If you’re going to look at prime causes, however, you could do a lot worse than read Peter Heather’s magisterial recent work “The Fall of the Roman Empire: A New History of Rome and the Barbarians.” Heather explains that the fall had a lot to do with the population of (largely Germanic, but also Iranian [Alan and Sarmatian] and other) “Barbarians” beyond the frontiers that had massively grown in numbers and wealth over the period of Roman dominance, in no small part due to the economic growth brought by Pax Romana. These populations grew so great (and were themselves under pressure from the Huns to the East) that they flooded into the Empire at a rate that simply could not be absorbed by existing institutions. After Hadrianopolis, though, the Empire lost the military deterrant power necessary to keep the masses out.
December 30, 2009, 9:40 amgeokstr says:
Twirip, you just don’t get it, do you?
The debate is over. A concensus has been reached among all intelligent, legitimate historians which can be summarized in this scientifically proven mathematical formula:
Leftism = good. Right = evil.
The corollary that “Diversity => utopia” flows automatically from this universal truth.
What are you anyways, a denier or something?
December 30, 2009, 9:53 amWednesday Highlights | Pseudo-Polymath says:
[...] fall of Rome (the Western [...]
December 30, 2009, 10:16 amCollegeLaw says:
Those interested in this posting might find “Are We Rome?” by Cullen Murphy also of interest. A very thoughtful examination of the parallels.
December 30, 2009, 10:26 amMark Field says:
I think JohnKT’s post has the best take. It’s misleading to speak of “the” Roman Empire “falling”. The Eastern half of the Empire saw itself (and was seen at the time) as “Roman”, and it lasted nearly 1000 years beyond the abdication of Romulus Augustus. Even that incident is better seen as the latest in a struggle among elites for control of the Western half. Conditions didn’t really deteriorate until Justinian got done trashing the place.
December 30, 2009, 10:40 amMike Mahoney says:
So then, if the stability of Rome can be equated with the longevity of an emperor’s rule then it oversimplifies matters to contend the death of an emperor would be the only means to truncate his rule. Why not entertain the notion that political death or political civil war would have a similar impact on the stability of a nation? Now we see the situation in the U.S. gains some congruity with Rome according to the same forces attributed by Goldworthy in his How Rome Fell
December 30, 2009, 10:51 amOctavian says:
I am actually in the process of reading Edward Gibbon’s “The Decline and Fall of the Roman Empire,” and am presently on page 423 of Book IV, which is focused primarily on the reign of Justinian (well after the fall of the Western Roman Empire). I’ll probably give Goldsworthy a quick read, but it sounds like he touches on many of the same points made 225 years earlier by Gibbon.

> [TASKS]
[1] In the comment thread on the fall of Rome, which book does CollegeLaw recommend, and who wrote it?
[2] Rewrite the comment thread on the fall of Rome from "December 30, 2009, 9:40" up to and including "of the parallels.", swapping "historians" for "scholars".
[3] Carry the comment thread on the fall of Rome forward from its final comment.
The data after this point comes from a separate source and has no connection to the comment thread on the fall of Rome.

> [MATERIAL]

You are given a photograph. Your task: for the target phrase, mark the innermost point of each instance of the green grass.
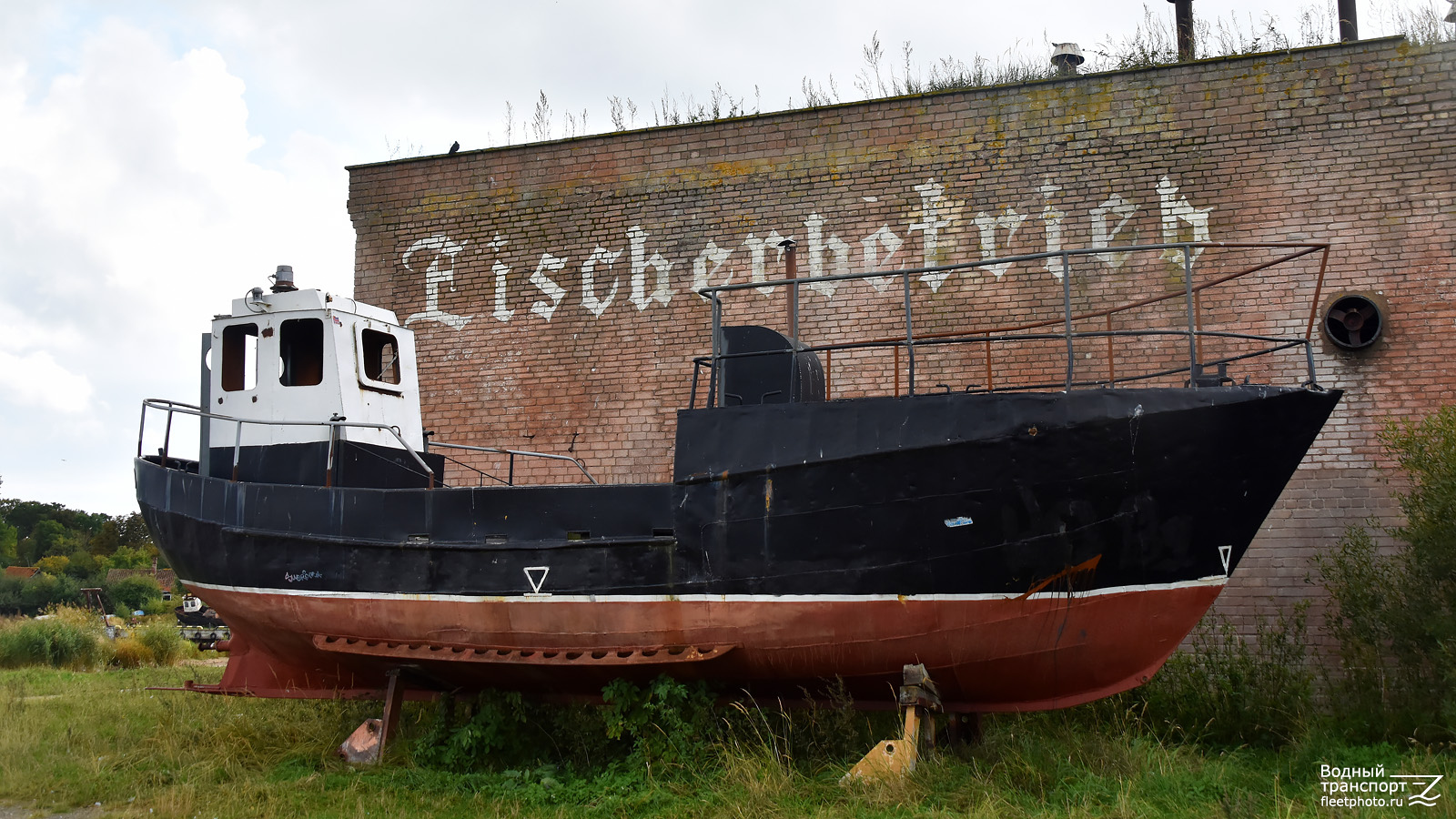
(70, 739)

> [ANSWERS TO EACH TASK]
[1] CollegeLaw recommends "Are We Rome?" by Cullen Murphy.

[2]
December 30, 2009, 9:40 amgeokstr says:
Twirip, you just don’t get it, do you?
The debate is over. A concensus has been reached among all intelligent, legitimate scholars which can be summarized in this scientifically proven mathematical formula:
Leftism = good. Right = evil.
The corollary that “Diversity => utopia” flows automatically from this universal truth.
What are you anyways, a denier or something?
December 30, 2009, 9:53 amWednesday Highlights | Pseudo-Polymath says:
[...] fall of Rome (the Western [...]
December 30, 2009, 10:16 amCollegeLaw says:
Those interested in this posting might find “Are We Rome?” by Cullen Murphy also of interest. A very thoughtful examination of the parallels.

[3]
Gibbon does not necessarily attribute the fall of the Roman Empire to any one particular cause, but instead points out in excruciating detail the numerous causes that in aggregate contributed to the collapse of the Roman Empire. In fact, Gibbon makes the point (I believe in Book III) how it is a wonder that the Western Roman Empire lasted as long as it did despite all of its deficiencies. Another point that Gibbon makes is that although Christianity was one of many causes leading to the fall of the Roman Empire in the West, the other side of the coin is that the prior conversion to Christianity of the German barbarians who ultimately overran what is now Western Europe likely prevented the wholesale death and destruction of the Roman citizens since by the 5th Century A.D. both Roman citizens and German barbarians were essentially Christian brethren.
December 30, 2009, 10:52 amnewshutz says:
But why the civil conflict in a Republic?
What was the breakdown that did not allow for peaceful dispute resolution?
December 30, 2009, 11:16 amd-berg says:
Help me out: what exactly do you have in mind here? Is it a dig at militarization of police departments with their SWAT teams, Radley Balko-style? Or you mean Black Panthers squads intimidating voters in Philadelphia?
December 30, 2009, 11:20 amkiwi dave says:
Yes and no. They were (almost) all Christians, but the Romans were predominantly orthodox Catholic Christians, and the Germanic tribes were largely followers of Arianism or other heterodox sects. This led to a lot of religious persecution, especially when the Vandals took control of North Africa.
December 30, 2009, 11:25 amkiwi dave says:
and as modern history attests (e.g. Catholics vs. Protestants; Sunni vs. Shi’ites), fighting between sects of the same religion can be far bloodier than fighting between entirely separate religions.
December 30, 2009, 11:31 amMalvolio says:
I hate to be one more person saying, “That’s not the real question”, but, that’s not the real question.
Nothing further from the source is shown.